GIVEN PROBLEM | Reproduce every line of the records below verbatim, leaving the pictures out.

INPUT |
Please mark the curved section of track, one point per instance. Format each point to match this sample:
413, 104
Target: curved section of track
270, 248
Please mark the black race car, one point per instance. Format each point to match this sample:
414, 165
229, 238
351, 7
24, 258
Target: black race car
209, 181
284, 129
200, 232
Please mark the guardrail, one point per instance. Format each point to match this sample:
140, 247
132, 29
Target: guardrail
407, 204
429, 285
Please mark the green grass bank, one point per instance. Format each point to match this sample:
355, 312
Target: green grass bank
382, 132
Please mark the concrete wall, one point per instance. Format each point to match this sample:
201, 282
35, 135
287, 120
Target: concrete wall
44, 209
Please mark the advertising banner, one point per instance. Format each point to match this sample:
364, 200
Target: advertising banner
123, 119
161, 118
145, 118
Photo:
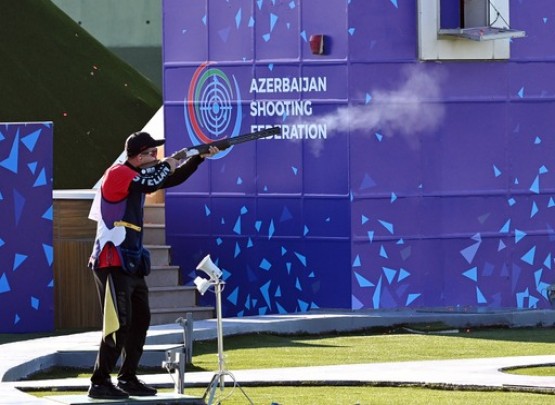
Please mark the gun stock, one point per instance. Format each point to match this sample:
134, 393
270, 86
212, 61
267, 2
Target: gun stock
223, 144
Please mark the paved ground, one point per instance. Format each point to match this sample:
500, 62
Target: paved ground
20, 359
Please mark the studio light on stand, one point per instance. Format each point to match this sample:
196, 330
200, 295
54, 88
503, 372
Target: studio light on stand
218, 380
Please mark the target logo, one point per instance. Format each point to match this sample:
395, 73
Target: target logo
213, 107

FINAL RESULT |
Please mark the curved section of track, one point per instance. Format each point to match this sample:
413, 104
Target: curved section of track
270, 248
Please mark the black race car, one point per instance. Format each point to match this sample:
414, 165
229, 238
351, 7
24, 258
Target: black race car
209, 181
284, 129
200, 232
Please mark the guardrail, one point per instance. Format each point to match this sample:
140, 247
132, 29
Target: guardrail
407, 204
429, 285
Please mark the green grass bank, one point per instance. Format each point to match this sample:
355, 312
Target: green grass bank
382, 132
Please mark the concrete wall, one point per instance. Format each point to match this sample:
201, 282
35, 135
287, 120
Target: concrete wall
44, 209
Please mark the advertising banner, one point per instance. Format each point to match this sample:
364, 200
Target: advertising banner
123, 119
161, 118
145, 118
Photo:
Please mark the gun stock, one point per instance. Format each point to match this sample:
134, 393
270, 86
212, 61
267, 2
Target: gun stock
223, 144
Please mark the paved ground, one point per instance. Format each point to match this sample:
500, 62
Target: paved ground
20, 359
Please mark the studio light on stand, one point per instance. Format each point to match this sample:
196, 330
200, 295
54, 88
503, 372
Target: studio light on stand
218, 380
Please mark the target logo, one point per instance. Format each point to match this sample:
395, 73
Target: target logo
213, 107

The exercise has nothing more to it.